• **Problem details**:
Carry on the passage about emerging market debt, picking up right after its last sentence.

• **Quoted passage**:

☆ ☆ ☆ ☆ ☆

Emerging market debt (EMD) is a term used to encompass bonds issued by Less Developed Countries. It does not include borrowing from government, supranational organizations such as the IMF or private sources, though loans that are securitized and issued to the markets would be included. A broader discussion of all types of borrowing by developing countries exists at Developing countries' debt.

Issuance
Emerging market debt is primarily issued by sovereign issuers. Corporate debt does exist in this category, but corporations in developing countries generally tend to borrow from banks and other sources, as public debt issuance requires both sufficiently developed markets and large borrowing needs. Sovereign issuance has historically been primarily issued in foreign currencies (external debt), either US Dollars or Euros (hard currency versus local currency). In recent years the development of pension systems in certain countries has led to increasing issuance in local currencies. 

EMD tends to have a lower credit rating than other sovereign debt because of the increased economic and political risks - where most developed countries are either AAA or AA-rated, most EMD issuance is rated below investment grade, though a few countries that have seen significant improvements have been upgraded to BBB or A ratings, and a handful of lower income countries have reached ratings levels equivalent to more profligate developed countries. In the wake of the credit crunch and the 2010 European sovereign debt crisis, certain emerging market countries have emerged as possibly less prone to default than developed markets.

☆ ☆ ☆ ☆ ☆

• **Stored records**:

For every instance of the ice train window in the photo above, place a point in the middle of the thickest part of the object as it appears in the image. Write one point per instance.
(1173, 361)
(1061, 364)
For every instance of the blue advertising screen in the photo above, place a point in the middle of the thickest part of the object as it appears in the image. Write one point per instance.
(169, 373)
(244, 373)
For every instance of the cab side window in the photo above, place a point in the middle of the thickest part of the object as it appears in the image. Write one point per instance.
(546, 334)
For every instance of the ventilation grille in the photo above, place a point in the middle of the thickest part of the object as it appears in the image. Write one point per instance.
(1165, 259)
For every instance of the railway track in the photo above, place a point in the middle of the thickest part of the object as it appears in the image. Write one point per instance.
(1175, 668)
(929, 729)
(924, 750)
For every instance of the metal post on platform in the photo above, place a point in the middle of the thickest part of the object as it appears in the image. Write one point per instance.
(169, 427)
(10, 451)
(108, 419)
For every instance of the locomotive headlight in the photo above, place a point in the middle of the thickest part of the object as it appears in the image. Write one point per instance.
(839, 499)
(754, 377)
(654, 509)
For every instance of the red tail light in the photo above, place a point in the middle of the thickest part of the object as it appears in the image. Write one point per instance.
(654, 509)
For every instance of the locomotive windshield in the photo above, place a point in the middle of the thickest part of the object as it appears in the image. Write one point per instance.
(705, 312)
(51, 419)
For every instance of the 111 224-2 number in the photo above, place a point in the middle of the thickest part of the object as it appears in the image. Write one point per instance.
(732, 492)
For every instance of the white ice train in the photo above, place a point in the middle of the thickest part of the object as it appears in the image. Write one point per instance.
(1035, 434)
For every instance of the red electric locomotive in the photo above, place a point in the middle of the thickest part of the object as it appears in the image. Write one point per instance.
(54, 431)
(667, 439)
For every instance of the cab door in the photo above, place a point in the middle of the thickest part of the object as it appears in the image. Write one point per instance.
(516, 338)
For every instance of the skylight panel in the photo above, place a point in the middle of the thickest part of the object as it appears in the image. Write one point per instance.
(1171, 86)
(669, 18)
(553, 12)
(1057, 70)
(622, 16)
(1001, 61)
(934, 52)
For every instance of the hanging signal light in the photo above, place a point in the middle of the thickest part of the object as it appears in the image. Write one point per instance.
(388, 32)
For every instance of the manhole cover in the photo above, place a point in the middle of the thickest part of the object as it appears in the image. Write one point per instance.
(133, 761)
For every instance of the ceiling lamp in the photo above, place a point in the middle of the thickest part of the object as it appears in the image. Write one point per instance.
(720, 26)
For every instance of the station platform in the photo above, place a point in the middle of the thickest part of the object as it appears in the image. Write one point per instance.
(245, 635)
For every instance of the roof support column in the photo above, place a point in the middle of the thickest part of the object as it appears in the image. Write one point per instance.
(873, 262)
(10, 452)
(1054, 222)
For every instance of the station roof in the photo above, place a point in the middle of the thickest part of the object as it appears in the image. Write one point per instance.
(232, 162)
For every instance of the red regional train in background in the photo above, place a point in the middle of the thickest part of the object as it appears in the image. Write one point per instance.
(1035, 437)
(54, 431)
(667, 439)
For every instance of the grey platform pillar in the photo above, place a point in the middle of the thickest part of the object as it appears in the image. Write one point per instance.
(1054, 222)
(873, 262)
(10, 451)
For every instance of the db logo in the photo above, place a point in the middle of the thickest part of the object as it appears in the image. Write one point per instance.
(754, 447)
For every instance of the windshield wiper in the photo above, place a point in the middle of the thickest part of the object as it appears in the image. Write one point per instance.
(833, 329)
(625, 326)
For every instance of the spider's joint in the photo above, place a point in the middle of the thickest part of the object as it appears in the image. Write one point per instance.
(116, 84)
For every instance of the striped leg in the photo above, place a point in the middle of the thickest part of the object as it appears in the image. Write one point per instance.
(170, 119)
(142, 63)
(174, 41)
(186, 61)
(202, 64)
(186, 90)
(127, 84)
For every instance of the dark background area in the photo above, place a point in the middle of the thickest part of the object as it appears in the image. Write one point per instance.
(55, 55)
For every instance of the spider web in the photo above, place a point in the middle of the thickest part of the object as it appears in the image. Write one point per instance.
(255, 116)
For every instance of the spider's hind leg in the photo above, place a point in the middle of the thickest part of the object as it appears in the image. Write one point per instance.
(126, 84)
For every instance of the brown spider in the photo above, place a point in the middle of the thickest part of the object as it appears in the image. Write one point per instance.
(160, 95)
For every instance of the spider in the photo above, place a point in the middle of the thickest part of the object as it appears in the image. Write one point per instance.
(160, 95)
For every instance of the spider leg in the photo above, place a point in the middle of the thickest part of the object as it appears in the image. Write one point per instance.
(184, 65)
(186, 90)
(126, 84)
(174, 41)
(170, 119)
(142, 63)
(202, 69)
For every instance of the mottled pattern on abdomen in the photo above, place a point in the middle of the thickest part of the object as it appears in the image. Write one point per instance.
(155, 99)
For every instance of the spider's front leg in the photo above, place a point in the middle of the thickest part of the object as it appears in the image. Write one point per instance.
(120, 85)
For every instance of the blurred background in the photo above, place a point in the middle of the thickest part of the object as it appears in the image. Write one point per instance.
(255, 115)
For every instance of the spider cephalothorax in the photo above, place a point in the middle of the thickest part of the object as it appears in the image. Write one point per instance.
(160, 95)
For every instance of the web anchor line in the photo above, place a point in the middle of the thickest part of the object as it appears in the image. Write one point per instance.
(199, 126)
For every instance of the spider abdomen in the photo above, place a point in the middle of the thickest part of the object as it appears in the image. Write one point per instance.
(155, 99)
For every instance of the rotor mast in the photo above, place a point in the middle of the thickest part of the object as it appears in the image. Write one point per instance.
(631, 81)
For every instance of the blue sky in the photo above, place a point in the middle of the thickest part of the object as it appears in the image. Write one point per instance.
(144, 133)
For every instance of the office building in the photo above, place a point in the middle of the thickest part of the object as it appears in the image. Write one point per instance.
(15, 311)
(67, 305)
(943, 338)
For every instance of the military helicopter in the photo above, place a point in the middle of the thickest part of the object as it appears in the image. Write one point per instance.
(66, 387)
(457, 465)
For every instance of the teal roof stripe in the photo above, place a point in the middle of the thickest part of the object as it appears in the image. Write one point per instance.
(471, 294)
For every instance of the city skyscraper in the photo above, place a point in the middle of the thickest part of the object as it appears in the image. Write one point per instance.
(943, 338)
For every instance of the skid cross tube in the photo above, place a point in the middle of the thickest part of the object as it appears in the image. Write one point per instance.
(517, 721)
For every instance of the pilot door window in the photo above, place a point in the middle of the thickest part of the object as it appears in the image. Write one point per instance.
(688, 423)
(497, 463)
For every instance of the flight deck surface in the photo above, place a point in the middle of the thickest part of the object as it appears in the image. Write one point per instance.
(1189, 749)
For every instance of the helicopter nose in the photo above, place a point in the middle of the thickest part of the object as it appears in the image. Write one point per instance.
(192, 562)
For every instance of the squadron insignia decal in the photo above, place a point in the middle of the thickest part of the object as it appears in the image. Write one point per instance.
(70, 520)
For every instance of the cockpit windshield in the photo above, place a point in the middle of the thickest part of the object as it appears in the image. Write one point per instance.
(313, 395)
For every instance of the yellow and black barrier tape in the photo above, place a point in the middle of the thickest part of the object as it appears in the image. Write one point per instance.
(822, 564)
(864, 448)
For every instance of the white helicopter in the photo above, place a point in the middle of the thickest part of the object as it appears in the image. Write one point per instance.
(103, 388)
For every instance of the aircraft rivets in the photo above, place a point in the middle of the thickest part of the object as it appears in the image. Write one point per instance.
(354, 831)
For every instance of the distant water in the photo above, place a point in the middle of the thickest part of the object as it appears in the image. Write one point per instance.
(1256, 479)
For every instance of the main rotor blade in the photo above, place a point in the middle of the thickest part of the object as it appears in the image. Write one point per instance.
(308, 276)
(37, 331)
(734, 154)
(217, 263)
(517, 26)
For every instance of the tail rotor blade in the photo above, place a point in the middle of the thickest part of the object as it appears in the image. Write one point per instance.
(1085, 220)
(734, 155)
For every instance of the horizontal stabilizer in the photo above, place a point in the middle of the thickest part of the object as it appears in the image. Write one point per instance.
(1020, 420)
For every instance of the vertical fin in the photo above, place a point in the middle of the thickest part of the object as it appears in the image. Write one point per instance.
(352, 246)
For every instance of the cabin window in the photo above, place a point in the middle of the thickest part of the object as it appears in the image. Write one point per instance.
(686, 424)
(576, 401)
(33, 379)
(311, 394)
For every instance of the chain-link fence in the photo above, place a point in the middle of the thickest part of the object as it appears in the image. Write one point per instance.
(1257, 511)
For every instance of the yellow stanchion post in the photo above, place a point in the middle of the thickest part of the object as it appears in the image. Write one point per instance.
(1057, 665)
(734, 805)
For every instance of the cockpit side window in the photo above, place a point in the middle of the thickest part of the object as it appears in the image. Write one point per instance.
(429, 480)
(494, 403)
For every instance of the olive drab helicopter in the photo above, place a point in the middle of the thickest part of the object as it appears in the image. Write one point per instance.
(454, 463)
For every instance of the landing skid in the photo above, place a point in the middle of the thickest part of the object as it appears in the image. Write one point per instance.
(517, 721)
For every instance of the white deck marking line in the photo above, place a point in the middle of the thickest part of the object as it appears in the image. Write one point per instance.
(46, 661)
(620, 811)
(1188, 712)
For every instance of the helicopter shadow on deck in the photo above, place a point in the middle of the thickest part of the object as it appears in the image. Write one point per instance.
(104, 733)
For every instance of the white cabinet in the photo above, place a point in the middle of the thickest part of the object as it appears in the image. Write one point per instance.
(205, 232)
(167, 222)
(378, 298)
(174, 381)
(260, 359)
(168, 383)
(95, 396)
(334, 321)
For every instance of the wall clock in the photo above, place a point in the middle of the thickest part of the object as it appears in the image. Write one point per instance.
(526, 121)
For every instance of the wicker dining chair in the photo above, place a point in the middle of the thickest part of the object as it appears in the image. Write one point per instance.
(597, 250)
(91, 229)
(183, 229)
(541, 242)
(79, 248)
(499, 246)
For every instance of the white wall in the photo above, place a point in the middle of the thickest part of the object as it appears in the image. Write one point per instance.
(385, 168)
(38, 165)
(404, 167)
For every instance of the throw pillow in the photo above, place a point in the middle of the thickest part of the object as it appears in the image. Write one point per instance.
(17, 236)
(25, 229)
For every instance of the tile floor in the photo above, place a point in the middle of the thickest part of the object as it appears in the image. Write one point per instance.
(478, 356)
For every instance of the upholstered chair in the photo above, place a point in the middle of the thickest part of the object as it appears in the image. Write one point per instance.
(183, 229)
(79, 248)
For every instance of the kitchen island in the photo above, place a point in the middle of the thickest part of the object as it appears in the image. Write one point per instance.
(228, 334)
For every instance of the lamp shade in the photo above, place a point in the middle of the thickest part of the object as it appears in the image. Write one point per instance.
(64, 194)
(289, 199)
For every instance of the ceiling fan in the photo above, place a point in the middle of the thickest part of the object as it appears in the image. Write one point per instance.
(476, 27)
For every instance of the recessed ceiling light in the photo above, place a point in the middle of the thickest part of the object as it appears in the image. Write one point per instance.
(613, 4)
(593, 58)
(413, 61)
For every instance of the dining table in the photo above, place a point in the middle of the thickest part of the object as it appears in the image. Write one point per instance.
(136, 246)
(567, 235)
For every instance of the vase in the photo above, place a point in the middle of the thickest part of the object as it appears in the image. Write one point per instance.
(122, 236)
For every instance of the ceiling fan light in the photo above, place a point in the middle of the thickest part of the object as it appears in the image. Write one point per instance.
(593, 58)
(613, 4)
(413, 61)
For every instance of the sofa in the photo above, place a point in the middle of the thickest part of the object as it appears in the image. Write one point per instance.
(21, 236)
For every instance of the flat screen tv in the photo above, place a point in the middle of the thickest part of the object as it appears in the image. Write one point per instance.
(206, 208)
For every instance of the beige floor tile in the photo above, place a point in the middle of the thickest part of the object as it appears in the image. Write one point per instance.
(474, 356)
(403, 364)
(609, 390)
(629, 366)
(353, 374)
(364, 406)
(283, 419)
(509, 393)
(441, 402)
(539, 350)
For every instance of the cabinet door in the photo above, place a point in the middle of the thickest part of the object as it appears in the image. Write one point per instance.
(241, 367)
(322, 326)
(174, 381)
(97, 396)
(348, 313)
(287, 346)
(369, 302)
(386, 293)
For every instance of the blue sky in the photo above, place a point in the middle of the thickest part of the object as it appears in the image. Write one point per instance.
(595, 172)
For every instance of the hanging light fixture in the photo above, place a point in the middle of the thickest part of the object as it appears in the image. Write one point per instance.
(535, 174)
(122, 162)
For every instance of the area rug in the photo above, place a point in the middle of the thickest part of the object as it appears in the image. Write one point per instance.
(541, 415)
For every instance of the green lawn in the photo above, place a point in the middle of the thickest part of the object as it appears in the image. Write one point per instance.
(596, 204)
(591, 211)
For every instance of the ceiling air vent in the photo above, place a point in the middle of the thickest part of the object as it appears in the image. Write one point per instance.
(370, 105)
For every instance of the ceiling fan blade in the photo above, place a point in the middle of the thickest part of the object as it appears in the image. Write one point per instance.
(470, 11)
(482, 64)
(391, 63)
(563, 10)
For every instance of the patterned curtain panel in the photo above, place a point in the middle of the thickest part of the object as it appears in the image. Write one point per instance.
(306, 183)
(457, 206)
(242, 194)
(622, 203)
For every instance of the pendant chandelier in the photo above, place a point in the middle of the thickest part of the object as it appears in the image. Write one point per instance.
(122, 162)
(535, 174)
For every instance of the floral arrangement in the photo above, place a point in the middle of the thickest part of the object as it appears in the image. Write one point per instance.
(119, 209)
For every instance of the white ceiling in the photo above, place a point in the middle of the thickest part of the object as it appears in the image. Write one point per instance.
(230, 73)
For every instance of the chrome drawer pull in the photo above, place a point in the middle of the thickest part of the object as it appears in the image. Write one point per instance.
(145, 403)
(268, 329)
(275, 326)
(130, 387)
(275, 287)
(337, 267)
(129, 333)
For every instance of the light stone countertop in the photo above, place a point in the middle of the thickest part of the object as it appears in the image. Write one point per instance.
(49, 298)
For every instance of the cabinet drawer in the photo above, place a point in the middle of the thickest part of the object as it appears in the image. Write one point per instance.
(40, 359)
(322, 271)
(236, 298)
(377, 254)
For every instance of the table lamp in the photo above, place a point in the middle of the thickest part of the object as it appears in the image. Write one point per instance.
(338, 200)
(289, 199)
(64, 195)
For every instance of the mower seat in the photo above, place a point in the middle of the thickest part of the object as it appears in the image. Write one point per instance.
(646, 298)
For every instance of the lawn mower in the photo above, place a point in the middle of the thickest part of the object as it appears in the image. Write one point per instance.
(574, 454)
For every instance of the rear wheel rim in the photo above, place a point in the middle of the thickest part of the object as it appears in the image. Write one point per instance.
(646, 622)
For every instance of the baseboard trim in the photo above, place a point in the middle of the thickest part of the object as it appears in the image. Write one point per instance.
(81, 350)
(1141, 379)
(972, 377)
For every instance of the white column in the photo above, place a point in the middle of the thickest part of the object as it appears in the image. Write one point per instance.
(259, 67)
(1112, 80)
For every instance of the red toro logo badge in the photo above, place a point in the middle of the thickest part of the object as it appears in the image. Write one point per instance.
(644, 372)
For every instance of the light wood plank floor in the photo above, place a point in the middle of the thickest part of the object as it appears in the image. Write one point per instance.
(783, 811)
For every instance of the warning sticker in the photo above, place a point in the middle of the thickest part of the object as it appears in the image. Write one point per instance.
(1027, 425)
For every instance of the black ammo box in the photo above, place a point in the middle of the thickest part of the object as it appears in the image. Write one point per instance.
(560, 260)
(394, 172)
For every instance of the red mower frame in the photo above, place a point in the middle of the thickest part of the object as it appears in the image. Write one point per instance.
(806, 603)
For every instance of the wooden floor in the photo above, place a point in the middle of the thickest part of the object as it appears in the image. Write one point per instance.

☆ ☆ ☆ ☆ ☆

• **Solved problem**:
History
Emerging market debt was historically a small part of bond markets, as primary issuance was limited, data quality was poor, markets were illiquid and crises were a regular occurrence. Since the advent of the Brady Plan in the early 1990s, however, issuance has increased dramatically. The market has continued to be more prone to crises than other debt markets, including the Tequila Crisis in 1994-95, East Asian financial crisis in 1997, 1998 Russian financial crisis and Argentine economic crisis in 2001-02.

Investing in EMD
Investors tend to use mutual funds to invest in EMD, as many individual securities become more illiquid in secondary markets and bid/offer spreads are too wide to actively trade. The dominant market indexes for US-Dollar denominated investments are the JPMorgan EMBI+ Index, JPMorgan EMBI Global Index and JPMorgan EMBI Global Diversified Index. Other banks also provide indexes.

Issuing countries
Countries needing to borrow generally do not do so publicly unless the borrowing is sufficiently large to justify the costs involved. As a result, most small and poor countries are not actually counted as belonging in the EMD universe. Countries currently listed as EMD issuers include

A handful of countries have stopped issuing debt considered to be 'EMD' due to lesser borrowing needs, improved credit quality, or becoming increasingly developed. These include the Czech Republic, India, Kazakhstan, Poland, South Korea and Thailand, among others.

See also
Brady Plan
Developing countries' debt
Asian Bond Markets
Original Sin (economics)
Domestic Liability Dollarization

References

External links
Emerging Markets: Analysis of finance in developing economies

Bonds (finance)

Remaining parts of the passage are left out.